(Region labeling items)
━━━━━━━━━━━━━━━━

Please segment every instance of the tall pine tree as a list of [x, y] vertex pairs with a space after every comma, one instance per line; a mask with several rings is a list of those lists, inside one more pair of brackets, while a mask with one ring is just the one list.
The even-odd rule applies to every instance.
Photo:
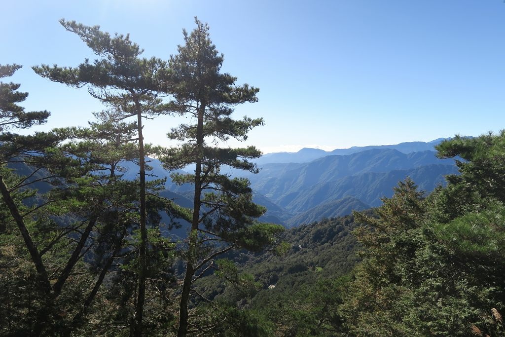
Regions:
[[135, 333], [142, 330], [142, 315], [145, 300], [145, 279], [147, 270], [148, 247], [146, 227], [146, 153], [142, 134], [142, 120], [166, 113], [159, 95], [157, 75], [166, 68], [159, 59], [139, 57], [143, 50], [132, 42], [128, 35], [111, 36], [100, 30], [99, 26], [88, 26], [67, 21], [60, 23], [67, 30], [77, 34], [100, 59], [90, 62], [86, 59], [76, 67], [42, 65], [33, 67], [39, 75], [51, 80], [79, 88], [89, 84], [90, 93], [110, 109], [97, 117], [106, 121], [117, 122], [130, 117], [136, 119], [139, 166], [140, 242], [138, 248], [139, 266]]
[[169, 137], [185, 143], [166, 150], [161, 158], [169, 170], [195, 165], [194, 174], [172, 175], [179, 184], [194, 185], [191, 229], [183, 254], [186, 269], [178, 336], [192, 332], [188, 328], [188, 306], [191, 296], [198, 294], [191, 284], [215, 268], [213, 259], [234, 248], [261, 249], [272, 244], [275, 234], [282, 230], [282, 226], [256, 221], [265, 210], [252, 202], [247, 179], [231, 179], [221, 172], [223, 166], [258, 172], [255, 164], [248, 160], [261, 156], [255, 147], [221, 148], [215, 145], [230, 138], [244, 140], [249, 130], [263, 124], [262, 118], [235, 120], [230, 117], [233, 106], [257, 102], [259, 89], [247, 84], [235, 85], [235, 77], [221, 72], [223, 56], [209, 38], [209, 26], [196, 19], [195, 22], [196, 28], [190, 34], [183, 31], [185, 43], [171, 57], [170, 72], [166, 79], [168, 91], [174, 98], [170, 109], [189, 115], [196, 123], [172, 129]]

━━━━━━━━━━━━━━━━

Rewrite the items above as a two-column CSV with the headers "prompt" and "mask," one row per item: the item's text in the first column and its answer in the second, each in a single quoted field with line breaks replaced by spaces. Leave the pictures out.

prompt,mask
"Please segment every instance of the tall pine tree as a list of [x, y] vertex pairs with a space after every comma, one instance per line; a mask with several rings is a list of those lists, inside one more pair of brackets, while a mask with one ring is just the one list. The even-odd rule applies to every instance. Photo: Regions:","[[135, 333], [142, 330], [142, 315], [145, 300], [145, 279], [147, 270], [148, 247], [146, 227], [146, 153], [142, 134], [142, 120], [166, 113], [159, 95], [157, 75], [166, 68], [159, 59], [139, 57], [143, 50], [132, 42], [128, 35], [111, 36], [100, 30], [99, 26], [88, 26], [67, 21], [60, 23], [67, 30], [77, 34], [100, 59], [90, 62], [86, 59], [76, 67], [42, 65], [33, 67], [39, 75], [51, 80], [79, 88], [89, 84], [90, 93], [110, 109], [97, 117], [106, 121], [117, 122], [130, 117], [136, 119], [139, 166], [140, 242], [138, 248], [139, 266]] [[169, 137], [185, 143], [166, 150], [161, 158], [169, 170], [195, 165], [194, 174], [172, 175], [179, 184], [194, 185], [191, 229], [183, 254], [186, 269], [178, 336], [192, 332], [188, 328], [188, 306], [191, 296], [198, 294], [191, 284], [215, 268], [213, 259], [234, 248], [261, 249], [272, 244], [275, 234], [282, 230], [282, 226], [256, 221], [265, 210], [252, 202], [247, 179], [231, 179], [221, 172], [223, 166], [258, 172], [255, 164], [248, 160], [261, 156], [255, 147], [221, 148], [215, 145], [230, 138], [244, 140], [249, 130], [263, 124], [262, 118], [235, 120], [230, 117], [233, 106], [257, 102], [259, 89], [247, 84], [235, 85], [235, 77], [221, 72], [223, 56], [209, 38], [209, 26], [196, 19], [195, 22], [196, 28], [190, 34], [183, 31], [185, 43], [171, 57], [170, 72], [166, 79], [168, 91], [174, 98], [170, 109], [189, 115], [196, 123], [172, 129]]"